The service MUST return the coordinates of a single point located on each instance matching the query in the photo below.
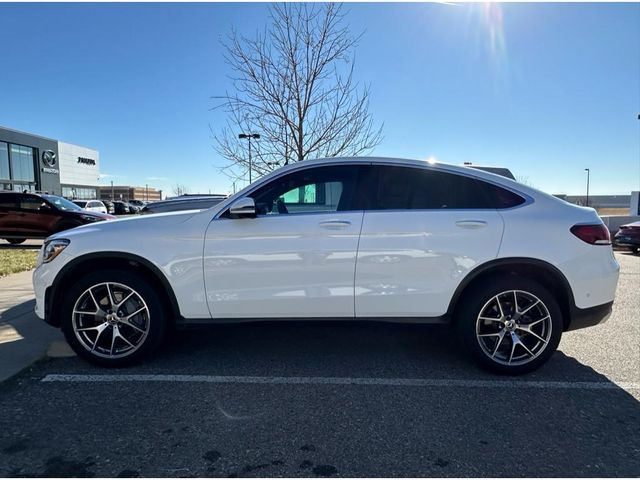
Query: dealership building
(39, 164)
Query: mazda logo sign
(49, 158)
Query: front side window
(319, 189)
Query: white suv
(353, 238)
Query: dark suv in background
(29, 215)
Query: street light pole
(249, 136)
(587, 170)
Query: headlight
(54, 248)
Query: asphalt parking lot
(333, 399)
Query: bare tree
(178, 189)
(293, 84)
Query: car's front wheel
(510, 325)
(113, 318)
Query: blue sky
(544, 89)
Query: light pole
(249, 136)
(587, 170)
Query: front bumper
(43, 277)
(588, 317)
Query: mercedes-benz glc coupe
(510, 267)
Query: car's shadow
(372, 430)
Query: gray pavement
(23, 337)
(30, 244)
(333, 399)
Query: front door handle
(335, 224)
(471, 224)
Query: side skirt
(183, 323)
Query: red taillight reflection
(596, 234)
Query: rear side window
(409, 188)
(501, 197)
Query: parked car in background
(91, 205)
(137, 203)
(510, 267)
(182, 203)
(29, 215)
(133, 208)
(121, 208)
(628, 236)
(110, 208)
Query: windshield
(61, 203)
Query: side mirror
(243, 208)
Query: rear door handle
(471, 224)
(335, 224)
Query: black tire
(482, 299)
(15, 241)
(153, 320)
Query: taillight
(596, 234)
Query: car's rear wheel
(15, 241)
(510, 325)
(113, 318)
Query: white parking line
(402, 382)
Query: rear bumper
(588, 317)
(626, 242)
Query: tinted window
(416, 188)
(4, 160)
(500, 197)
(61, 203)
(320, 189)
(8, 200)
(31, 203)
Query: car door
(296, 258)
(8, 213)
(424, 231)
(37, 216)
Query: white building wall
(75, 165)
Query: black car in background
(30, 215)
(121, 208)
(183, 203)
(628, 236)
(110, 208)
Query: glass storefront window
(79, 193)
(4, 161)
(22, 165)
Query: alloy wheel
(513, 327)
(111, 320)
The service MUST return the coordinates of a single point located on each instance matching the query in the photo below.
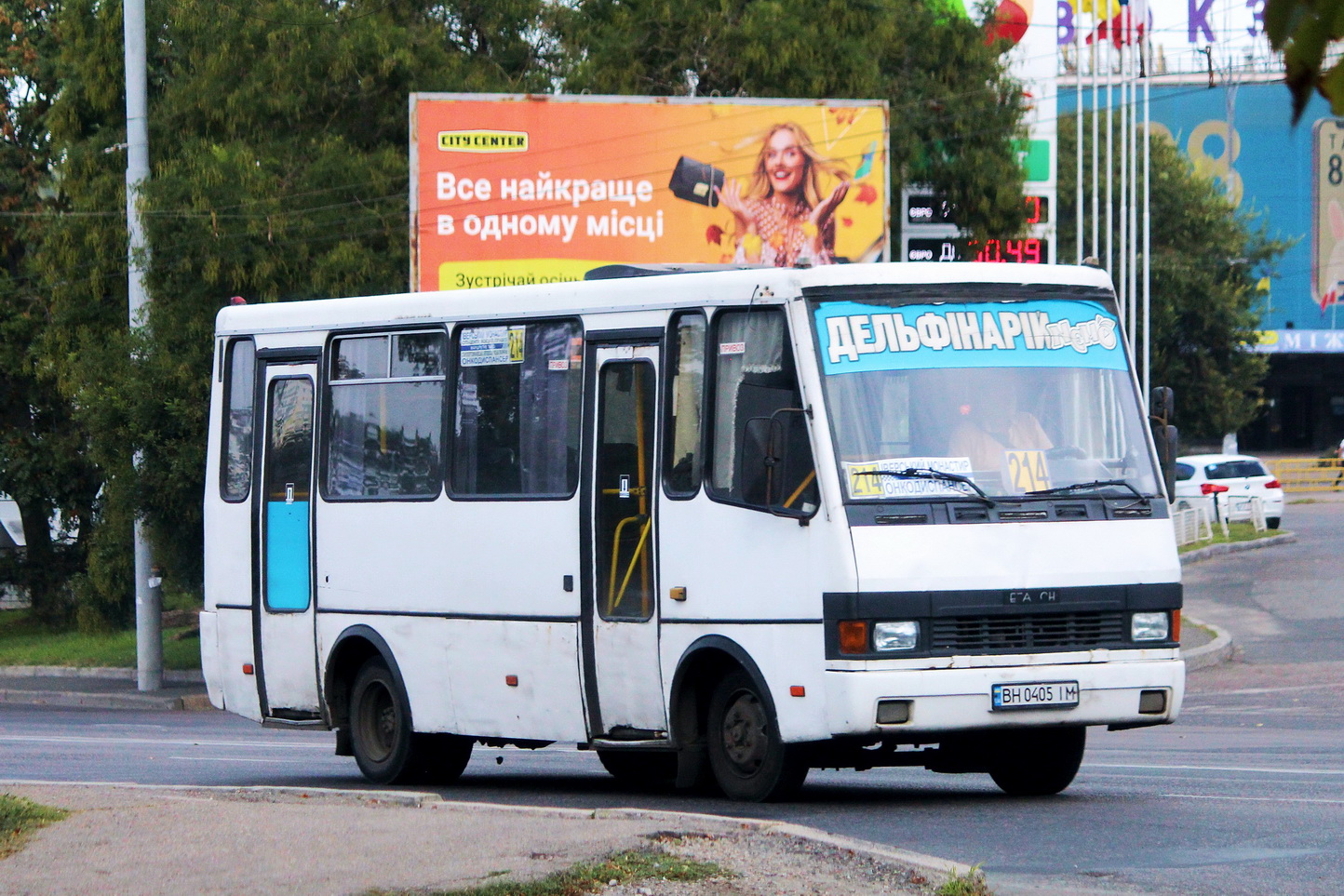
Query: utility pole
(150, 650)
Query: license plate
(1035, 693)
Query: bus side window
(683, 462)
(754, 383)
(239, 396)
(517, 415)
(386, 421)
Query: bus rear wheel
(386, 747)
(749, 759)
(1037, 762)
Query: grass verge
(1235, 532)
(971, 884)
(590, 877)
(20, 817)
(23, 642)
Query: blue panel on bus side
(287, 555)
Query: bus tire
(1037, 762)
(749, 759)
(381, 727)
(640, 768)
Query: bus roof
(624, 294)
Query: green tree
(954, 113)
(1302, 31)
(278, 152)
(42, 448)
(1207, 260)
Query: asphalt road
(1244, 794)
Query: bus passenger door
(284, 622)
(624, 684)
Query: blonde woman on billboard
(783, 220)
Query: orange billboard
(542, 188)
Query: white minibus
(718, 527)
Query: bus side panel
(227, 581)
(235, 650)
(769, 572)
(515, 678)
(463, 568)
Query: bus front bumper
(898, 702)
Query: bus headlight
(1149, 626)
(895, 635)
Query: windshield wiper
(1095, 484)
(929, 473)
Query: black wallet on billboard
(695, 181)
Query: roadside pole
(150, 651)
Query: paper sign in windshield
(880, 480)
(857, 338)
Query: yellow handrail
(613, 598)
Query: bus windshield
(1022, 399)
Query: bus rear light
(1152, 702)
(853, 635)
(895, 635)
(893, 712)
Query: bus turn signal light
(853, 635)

══════

[TASK DESCRIPTION] The copy you return must match the records above exactly, minus any images.

[TASK RESULT]
The service MUST return the coordinates of a single point located on each instance matching the query in the photo below.
Query: dealership building
(39, 164)
Query: mazda logo sign
(49, 158)
Query: front side window
(319, 189)
Query: white suv
(353, 238)
Query: dark suv in background
(29, 215)
Query: street light pole
(249, 136)
(587, 170)
Query: headlight
(54, 248)
Query: asphalt parking lot
(333, 399)
Query: bare tree
(178, 189)
(293, 84)
Query: car's front wheel
(510, 325)
(113, 318)
Query: blue sky
(544, 89)
Query: light pole
(249, 136)
(587, 170)
Query: front bumper
(43, 277)
(588, 317)
Query: mercedes-benz glc coupe
(510, 267)
Query: car's shadow
(372, 430)
Query: gray pavement
(23, 337)
(30, 244)
(333, 399)
Query: front door handle
(335, 224)
(471, 224)
Query: side skirt
(183, 323)
Query: red taillight reflection
(596, 234)
Query: rear side window
(409, 188)
(501, 197)
Query: parked car in background
(91, 205)
(137, 203)
(510, 267)
(182, 203)
(29, 215)
(133, 208)
(121, 208)
(628, 236)
(110, 208)
Query: windshield
(61, 203)
Query: side mirror
(243, 208)
Query: rear door handle
(471, 224)
(335, 224)
Query: black tire
(482, 299)
(15, 241)
(153, 320)
Query: taillight
(596, 234)
Query: car's rear wheel
(15, 241)
(510, 325)
(113, 318)
Query: white parking line
(402, 382)
Query: rear bumper
(588, 317)
(626, 242)
Query: tinted window
(416, 188)
(4, 160)
(500, 197)
(61, 203)
(320, 189)
(8, 200)
(31, 203)
Query: car door
(296, 258)
(8, 213)
(424, 231)
(37, 216)
Query: white building wall
(75, 165)
Query: black car in background
(30, 215)
(121, 208)
(183, 203)
(628, 236)
(110, 208)
Query: glass storefront window
(79, 193)
(4, 161)
(22, 165)
Query: alloy wheel
(513, 327)
(111, 320)
The service MUST return the coordinates of a single point located on each instance matching the query in the photo below.
Query: utility pole
(150, 650)
Query: license plate
(1035, 693)
Query: bus side window
(683, 462)
(754, 383)
(239, 396)
(517, 415)
(386, 421)
Query: bus rear wheel
(386, 747)
(749, 759)
(1037, 762)
Query: grass verge
(1235, 532)
(971, 884)
(590, 877)
(20, 817)
(23, 642)
Query: blue panel on bus side
(287, 555)
Query: bus tire
(1037, 762)
(749, 759)
(381, 727)
(640, 768)
Query: bus roof
(624, 294)
Query: green tree
(954, 113)
(1302, 31)
(278, 152)
(42, 448)
(1207, 260)
Query: asphalt road
(1244, 794)
Query: bus passenger door
(284, 622)
(624, 684)
Query: blonde woman on billboard
(783, 220)
Query: orange billboard
(542, 188)
Query: white minibus
(718, 527)
Query: bus side panel
(227, 581)
(235, 650)
(769, 572)
(515, 678)
(463, 568)
Query: bus front bumper
(898, 702)
Query: bus headlight
(1149, 626)
(895, 635)
Query: windshield wiper
(1095, 484)
(929, 473)
Query: black wallet on billboard
(695, 181)
Query: roadside pole
(150, 651)
Query: paper sign in windshield
(880, 480)
(857, 338)
Query: yellow handrail
(613, 598)
Query: bus windshield
(1022, 399)
Query: bus rear light
(1152, 702)
(853, 635)
(895, 635)
(893, 712)
Query: bus turn signal light
(853, 635)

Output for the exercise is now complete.